__Exercise goal__
Pictures must not be copied, but every entry must be reproduced exactly.

╭─ Excerpted records

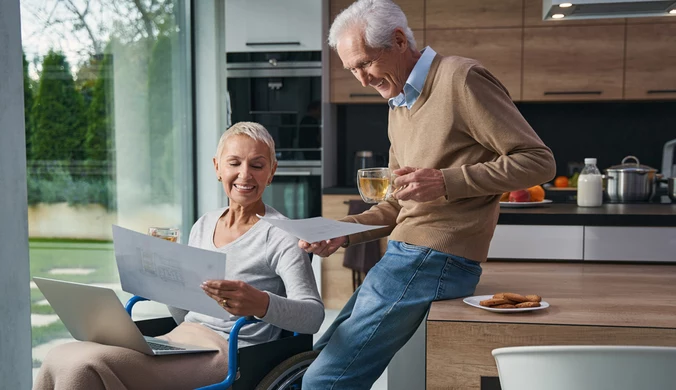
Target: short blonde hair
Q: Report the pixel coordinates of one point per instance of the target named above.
(253, 130)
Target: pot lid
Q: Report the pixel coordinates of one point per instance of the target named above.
(633, 166)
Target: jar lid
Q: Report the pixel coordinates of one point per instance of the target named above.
(635, 166)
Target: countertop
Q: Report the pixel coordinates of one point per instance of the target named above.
(579, 294)
(635, 214)
(649, 214)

╰─

__Answer box__
Target: short blonde hair
Q: Report the pixel coordinates of one point per instance of the target named above.
(253, 130)
Target: pot lid
Q: Report the pixel coordinates of one point per instance of the target named above.
(633, 166)
Target: jar lid
Q: Report the pixel coordinates of one point per instance of the target named above.
(635, 166)
Target: countertop
Q: Report the pixel coordinates of one point per instance of the target named above.
(579, 294)
(635, 214)
(649, 214)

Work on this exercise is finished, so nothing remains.